* **Text to read**:
>> begin

Who is Jesus? – Matthew’s genealogy of Jesus.

Tom Faletti

February 13, 2024

Matt. 1:1 Who is this Gospel about?


How does Matthew identify or describe the chief character of his story?


What do each of these terms mean: Jesus, Messiah, son of David, and son of Abraham?  Why is each term important to Matthew or significant to the Jews or early Christians?  Let’s look at each one.


Jesus: Greek for the Hebrew name Joshua (Yeshua), which in Hebrew means “God saves,” or “Jehovah (Yahweh) is salvation,” or “Yahweh, save [us]!”.


Why is this identification important for Matthew’s Gospel and for us?


Messiah: Hebrew for “Anointed One”; Christ, from the Greek Christos, has the same meaning).  Special people were anointed, usually kings and priests; but the “Messiah” took on a greater connotation of a savior of some kind.


Why is this identification of Jesus important for Matthew’s Gospel and for us?

>> end

* **Information shown**:

>> begin

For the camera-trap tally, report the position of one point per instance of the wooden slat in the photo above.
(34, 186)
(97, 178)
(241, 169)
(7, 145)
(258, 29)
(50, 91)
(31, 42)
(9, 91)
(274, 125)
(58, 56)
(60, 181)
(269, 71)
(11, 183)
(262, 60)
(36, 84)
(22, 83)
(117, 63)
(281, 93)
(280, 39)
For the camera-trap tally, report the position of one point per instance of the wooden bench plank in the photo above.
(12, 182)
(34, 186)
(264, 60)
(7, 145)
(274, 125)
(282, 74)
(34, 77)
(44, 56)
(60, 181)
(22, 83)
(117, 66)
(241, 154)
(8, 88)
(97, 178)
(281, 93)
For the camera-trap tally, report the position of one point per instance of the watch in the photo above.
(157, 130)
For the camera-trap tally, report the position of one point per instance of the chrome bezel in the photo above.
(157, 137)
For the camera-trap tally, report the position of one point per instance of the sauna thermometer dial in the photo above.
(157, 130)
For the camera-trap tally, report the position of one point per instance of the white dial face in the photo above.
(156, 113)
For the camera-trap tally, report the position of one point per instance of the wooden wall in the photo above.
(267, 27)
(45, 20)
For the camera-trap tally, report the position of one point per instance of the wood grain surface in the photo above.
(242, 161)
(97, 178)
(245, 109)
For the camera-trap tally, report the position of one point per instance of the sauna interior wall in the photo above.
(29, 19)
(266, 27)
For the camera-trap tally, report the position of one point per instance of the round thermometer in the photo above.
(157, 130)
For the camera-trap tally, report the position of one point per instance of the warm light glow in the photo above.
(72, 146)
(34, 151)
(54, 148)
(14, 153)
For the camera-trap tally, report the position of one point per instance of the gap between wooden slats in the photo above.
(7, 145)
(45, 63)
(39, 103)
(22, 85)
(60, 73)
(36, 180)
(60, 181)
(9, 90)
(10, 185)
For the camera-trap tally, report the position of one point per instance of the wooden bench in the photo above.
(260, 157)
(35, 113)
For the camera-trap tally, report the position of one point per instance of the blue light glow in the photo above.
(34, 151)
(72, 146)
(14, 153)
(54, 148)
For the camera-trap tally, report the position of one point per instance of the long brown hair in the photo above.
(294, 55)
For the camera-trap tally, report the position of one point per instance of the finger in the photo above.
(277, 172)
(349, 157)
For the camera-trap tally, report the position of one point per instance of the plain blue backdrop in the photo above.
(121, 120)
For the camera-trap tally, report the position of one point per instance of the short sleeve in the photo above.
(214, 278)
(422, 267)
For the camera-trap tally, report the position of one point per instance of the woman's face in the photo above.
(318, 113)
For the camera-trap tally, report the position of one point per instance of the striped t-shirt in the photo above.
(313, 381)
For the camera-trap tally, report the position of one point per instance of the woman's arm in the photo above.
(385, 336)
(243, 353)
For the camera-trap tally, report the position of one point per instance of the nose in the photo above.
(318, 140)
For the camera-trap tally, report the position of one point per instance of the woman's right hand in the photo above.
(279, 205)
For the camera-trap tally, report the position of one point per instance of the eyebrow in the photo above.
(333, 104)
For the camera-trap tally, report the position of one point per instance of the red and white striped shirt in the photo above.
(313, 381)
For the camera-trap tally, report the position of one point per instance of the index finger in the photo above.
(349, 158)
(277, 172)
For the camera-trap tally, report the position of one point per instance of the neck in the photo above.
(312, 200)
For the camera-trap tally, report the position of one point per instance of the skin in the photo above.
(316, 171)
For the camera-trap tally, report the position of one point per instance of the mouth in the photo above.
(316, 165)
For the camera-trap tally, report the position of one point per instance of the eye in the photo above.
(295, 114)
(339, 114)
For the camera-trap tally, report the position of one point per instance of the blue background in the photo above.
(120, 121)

>> end

* **Work to do**:
(A) In the study notes on Matthew's genealogy, what is the Hebrew meaning of "Messiah"?
(B) From the study notes on Matthew's genealogy, extract the part that opens with the words containing "Matt. 1:1 Who is" and closes with "at each one.".
The records are separate material, unrelated to the study notes on Matthew's genealogy.

* **Solutions below**:
(A) "Anointed One."

(B)
Matt. 1:1 Who is this Gospel about?


How does Matthew identify or describe the chief character of his story?


What do each of these terms mean: Jesus, Messiah, son of David, and son of Abraham?  Why is each term important to Matthew or significant to the Jews or early Christians?  Let’s look at each one.